● Problems and tasks
1 > Tally the lines of the rows that contain the word "flower", and give only the number.
2 > Carry on the post about the Karl Rove subpoena from the point where it stops.

● Passage shown
House Judiciary Committee Subpoenas Karl Rove in Critical Constitutional Showdown

170px-karl_roveJohn Conyers, chairman of the House Judiciary Committee, has subpoenaed Karl Rove to testify about the Bush administration’s firing of United States attorneys. The subpoena could force an interesting constitutional fight since President Obama would now be in a position to waive executive privilege and Attorney General nominee Eric Holder could allow the matter to go to a grand jury. I discussed this issue last night on Countdown in this segment.

It is conceivable that former President Bush could ask a court to uphold his prior claim of privilege. However, courts generally defer to the sitting president on question of privilege. The biggest change would be the lifting of Mukasey’s order blocking the submission of the case to a grand jury. The Congress had a strong case of criminal contempt against Bush officials. It could now conceivably go to a jury. I would be surprised if Rove would risk such a trial in Washington.

For the full story, click here.

72 thoughts on “House Judiciary Committee Subpoenas Karl Rove in Critical Constitutional Showdown”

  1. Buddha,

    I know you’ll keep your word and I appreciate that about you. Sorry, for a double post, I didn’t see your last entry in time.

  2. I would expect Mr. Rove to raise the executive privilege claim once again, particularly since the law on the subject remains inconclusive. After all, why should the privilege end with the conclusion of one’s term in office? If that is the case, it is not truly a privilege, merely a procedural delaying tactic. More to the point, however, the law is not well settled. The court in the Nixon case told us the the privilege is qualified rather than absolute. Pres. Clinton’s claim of executive privilege in the Lewinsky matter was rejected. Under the Bush administration the privilege was invoked on a number of occasions without consequences, thanks to a complicit Justice Department. And the courts do not like these cases because they are forced to do something they intensely dislike, engage in balancing the interests of separate branches of government. But what we do know is that the privilege is not absolute and the courts will not permit it to be utilized for the purpose of hiding evidence of criminal wrongdoing. I agree with Jill that the new administration needs to go to the wall on this one. I just wish I felt more confident that it would do so.

  3. Also, I feel too much empahsis on trolls is keeping us from taking on the issues raised by JT and other people who actually want to discuss things. (Although I’ve been loving rafflaw’s VonTroll family references.)

  4. Jill,

    Of course it’s more effective that way. And there have been none today. I gave my conditions, and unlike some, if I make a rule, I follow it. To his credit, so is he. We’ll see how long it lasts.

● Extracted entries
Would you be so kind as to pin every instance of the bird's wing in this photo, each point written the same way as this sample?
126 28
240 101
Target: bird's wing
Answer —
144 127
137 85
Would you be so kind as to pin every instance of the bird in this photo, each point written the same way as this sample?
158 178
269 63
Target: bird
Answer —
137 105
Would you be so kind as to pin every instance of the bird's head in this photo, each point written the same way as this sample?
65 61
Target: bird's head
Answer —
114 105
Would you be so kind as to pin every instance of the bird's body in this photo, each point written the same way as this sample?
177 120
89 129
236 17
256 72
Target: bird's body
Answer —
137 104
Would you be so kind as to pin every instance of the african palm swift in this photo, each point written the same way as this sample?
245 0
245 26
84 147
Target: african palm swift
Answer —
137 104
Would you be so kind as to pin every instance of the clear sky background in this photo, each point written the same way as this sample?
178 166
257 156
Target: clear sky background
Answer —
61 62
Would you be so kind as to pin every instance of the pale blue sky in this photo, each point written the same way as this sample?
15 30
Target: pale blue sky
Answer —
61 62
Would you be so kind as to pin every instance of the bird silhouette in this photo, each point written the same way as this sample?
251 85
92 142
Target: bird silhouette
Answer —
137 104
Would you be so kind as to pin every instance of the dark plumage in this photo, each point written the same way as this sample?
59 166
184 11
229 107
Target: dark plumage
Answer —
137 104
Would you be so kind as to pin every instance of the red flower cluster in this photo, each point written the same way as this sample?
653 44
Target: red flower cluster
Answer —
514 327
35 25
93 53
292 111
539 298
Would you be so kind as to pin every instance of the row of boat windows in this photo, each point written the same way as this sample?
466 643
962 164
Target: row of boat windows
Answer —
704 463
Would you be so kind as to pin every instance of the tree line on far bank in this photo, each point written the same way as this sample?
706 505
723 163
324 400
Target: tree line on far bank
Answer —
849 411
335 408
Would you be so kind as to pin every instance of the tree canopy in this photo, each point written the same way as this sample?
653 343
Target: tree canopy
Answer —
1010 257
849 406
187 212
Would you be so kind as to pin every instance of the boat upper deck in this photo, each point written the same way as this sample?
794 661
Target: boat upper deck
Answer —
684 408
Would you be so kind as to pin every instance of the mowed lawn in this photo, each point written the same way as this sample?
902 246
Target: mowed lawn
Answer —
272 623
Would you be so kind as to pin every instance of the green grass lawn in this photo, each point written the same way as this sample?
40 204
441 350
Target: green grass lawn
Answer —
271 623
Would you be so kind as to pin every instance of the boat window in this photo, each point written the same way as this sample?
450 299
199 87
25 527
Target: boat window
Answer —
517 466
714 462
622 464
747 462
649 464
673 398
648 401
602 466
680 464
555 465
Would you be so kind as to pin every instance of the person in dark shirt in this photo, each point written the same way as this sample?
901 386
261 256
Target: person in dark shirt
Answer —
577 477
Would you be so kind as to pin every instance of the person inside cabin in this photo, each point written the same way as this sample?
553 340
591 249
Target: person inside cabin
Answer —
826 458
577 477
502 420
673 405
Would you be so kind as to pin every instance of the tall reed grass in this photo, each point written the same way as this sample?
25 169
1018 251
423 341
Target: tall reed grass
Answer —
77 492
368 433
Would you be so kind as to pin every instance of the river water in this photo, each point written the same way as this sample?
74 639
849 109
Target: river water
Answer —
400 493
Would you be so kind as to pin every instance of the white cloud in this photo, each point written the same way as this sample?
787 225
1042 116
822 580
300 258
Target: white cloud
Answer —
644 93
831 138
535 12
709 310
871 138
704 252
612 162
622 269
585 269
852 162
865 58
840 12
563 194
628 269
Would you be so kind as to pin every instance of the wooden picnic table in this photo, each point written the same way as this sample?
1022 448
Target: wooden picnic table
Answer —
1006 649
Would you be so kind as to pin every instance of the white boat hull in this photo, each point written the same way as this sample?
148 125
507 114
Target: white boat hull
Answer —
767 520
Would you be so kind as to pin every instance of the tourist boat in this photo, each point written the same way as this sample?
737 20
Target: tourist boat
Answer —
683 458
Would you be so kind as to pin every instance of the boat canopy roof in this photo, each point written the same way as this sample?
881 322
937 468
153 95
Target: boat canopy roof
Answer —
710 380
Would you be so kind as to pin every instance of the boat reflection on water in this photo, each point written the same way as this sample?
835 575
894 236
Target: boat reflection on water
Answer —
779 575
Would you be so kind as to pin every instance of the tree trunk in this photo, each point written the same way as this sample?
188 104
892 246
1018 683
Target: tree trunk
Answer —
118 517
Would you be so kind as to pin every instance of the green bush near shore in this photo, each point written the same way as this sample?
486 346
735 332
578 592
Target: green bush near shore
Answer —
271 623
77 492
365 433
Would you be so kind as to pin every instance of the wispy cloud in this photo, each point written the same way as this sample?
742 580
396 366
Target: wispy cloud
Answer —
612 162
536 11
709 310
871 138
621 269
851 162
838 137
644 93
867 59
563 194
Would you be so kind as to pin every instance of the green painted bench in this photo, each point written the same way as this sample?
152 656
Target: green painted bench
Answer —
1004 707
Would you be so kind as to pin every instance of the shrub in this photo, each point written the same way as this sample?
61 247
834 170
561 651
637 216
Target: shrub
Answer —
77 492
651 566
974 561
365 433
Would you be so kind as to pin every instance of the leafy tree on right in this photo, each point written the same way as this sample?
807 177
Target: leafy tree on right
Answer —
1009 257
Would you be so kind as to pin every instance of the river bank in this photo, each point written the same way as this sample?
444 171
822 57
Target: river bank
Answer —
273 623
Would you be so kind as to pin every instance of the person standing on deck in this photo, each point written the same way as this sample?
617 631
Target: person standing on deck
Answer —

● Written responses
1 > 2

2 >
  5. Buddha,

    I feel the same way as Gyges. I really liked your back and forth with Mike S. on Gaza because you were both presenting thoughtful positions that showed you had really heard out each others points. I think it’s important to smack down propaganda of any kind and I’m with you on this. It’s just that I believe your argument is more effective if it doesn’t contain any personal attacks.


  6. Gyges,

    I’ll stipulate I can be vicious. I keep my demon on a leash. And as I’ve said, it’s JT’s playground. He says stop, I’ll stop. He’s asked me to stop troll baiting before and I complied. I’d do so again. If the regulars ask me to stop, I’ll stop. But I also won’t be a doormat. I’ve laid out what this particular persistent troll needs to do to earn civility and respect he has oh so cried about but has been unwilling to give to others up to this point. Since I put down those rules, after his debate challenge, he has complied for his one post, and as you see, I didn’t attack him. I wished him luck. But if you’re expecting an apology for smacking down Neocon propaganda back with no substance, it’s not going to happen.

  7. Buddha,

    The quote argues that a sure sign of sticking your head in the sand is adopting a position of relative ethics. That seems to be more of a slam against relative ethics than not.

    As a side note, I’ve been finding myself skipping a lot of your posts recently, your territory marking has gotten to be a bit extreme. Variety is the spice of life, but I (and I suspect a number of others) come here for the meat of the conversation not the pepper of troll baiting. While I enjoy reading your debates, the taunting can go overboard sometimes. That’s my two cents, I won’t be insulted if you continue your current tactics, but I felt I should say it.

  8. Besides, he has to beat two of you first. On his own. That’s the last assistance he’ll get.

  9. Gyges,

    Perhaps, but maybe you misread my intent. I don’t think it’s a statement against ethical relativism. By attacking absolute principles, by definition, it can only be a statement for ethical relativism. As anyone knows who has argued ethical relativism, the best one can hope for is a stalemate – it’s a well known quagmire. What Bron requires is victory, not stalemate. He’s off on a good foot tactically, but strategically, not so much.

  10. Buddha,

    I could be wrong, but I think Bron was speaking out against ethical relativism. Not sure why that’s relevant, except maybe as a rebuke for a possible lack of action by the Justice Department, but I think you let your dislike of Bron affect your reading of the quote.

  11. i thought this apropos

    “We cannot but be astonished at the ease with which men resign themselves to ignorance about what it is most important for them to know; and we may be certain that they are determined to remain invincibly ignorant if they once come to consider it as axiomatic that there are no absolute principles.”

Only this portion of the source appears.